#### Requisitos das tarefas:
**A.** No texto sobre a CGD, que razão apresenta o presidente da CIP para defender que o banco estatal deveria apoiar as empresas? Responda em uma a três frases.
**B.** Prossiga o texto sobre a CGD a partir da última frase apresentada.

#### Texto para análise:
<<<<

Inexistente também é a ajuda do banco estatal às empresas. A CGD “não apoia o tecido empresarial”, acusou o presidente da CIP, no ECO24. Além do apoio prestado pela Instituição Financeira de Desenvolvimento (IFD), também a instituição bancária deveria assumir esse papel. “Que vantagens tem o país em manter um banco público com aquela dimensão, se não der apoio ao seu tecido empresarial?“, questionou.
“Faço uma avaliação demasiado, diria, fundamentalista [da CGD]”, disse António Saraiva admitindo, no entanto, que está ciente das regras que atualmente os bancos têm de cumprir em termos de avaliação do risco do crédito.

>>>>

#### Excerto dos dados:
<<<<

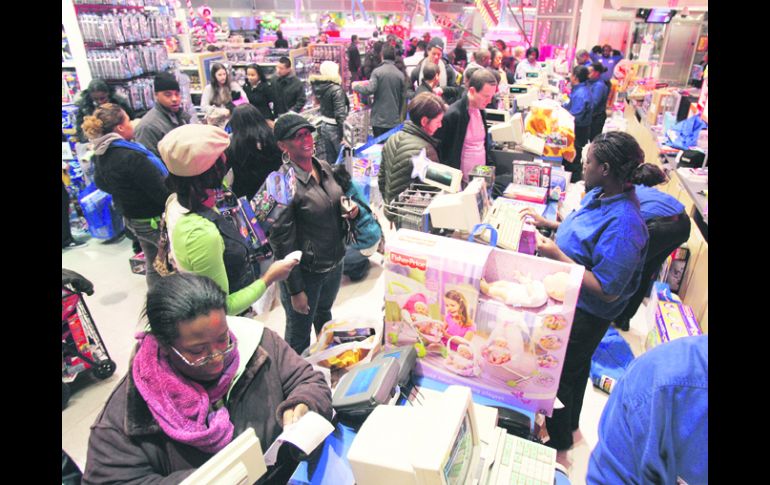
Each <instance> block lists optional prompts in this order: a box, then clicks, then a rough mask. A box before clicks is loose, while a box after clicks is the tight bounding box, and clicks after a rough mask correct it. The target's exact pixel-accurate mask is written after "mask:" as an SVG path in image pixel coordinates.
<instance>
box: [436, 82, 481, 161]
mask: <svg viewBox="0 0 770 485" xmlns="http://www.w3.org/2000/svg"><path fill="white" fill-rule="evenodd" d="M470 119H471V117H470V115H469V114H468V95H467V94H466V95H465V96H463V97H462V98H460V99H459V100H458V101H456V102H455V103H454V104H452V106H450V107H449V109H448V110H447V112H446V113H445V114H444V119H443V121H442V122H441V128H439V129H438V131H436V133H435V134H434V135H433V136H434V137H435V138H438V139H439V140H441V143H440V145H439V156H440V157H441V163H443V164H444V165H449V166H450V167H454V168H456V169H458V170H460V156H461V155H462V153H463V144H464V143H465V134H466V133H467V131H468V123H469V122H470ZM481 122H482V123H483V124H484V148H486V151H487V165H490V153H489V150H490V148H489V136H487V135H488V133H487V115H486V112H485V111H484V110H483V109H482V110H481Z"/></svg>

>>>>

#### Lista de respostas:
**A.** Para o presidente da CIP, o país não retira vantagem de manter um banco público com aquela dimensão se este não apoiar o tecido empresarial.

**B.**
“Bem sei que a supervisão e a regulação hoje são diferentes, obriga-os [aos bancos] a determinadas regras, e temos que ter cuidados para não acontecerem fenómenos que hoje todos lamentamos e que são maus exemplos, e que nos envergonham inclusivamente enquanto empresários”. Mas pede mais ajuda às empresas.
Apesar de continuarem alavancadas, têm feito o esforço para desalavancar, nota. Hoje, afirmou, “temos um tecido empresarial sólido, dinâmico e com necessidade de investimento, e sem acesso a crédito“.
“Hoje, a banca diz que melhores rácios, que tem capital disponível para bons projetos mas é a banca que avalia o que são bons projetos e, por isso, a esmagadora maioria, não chega, à economia real”, alerta.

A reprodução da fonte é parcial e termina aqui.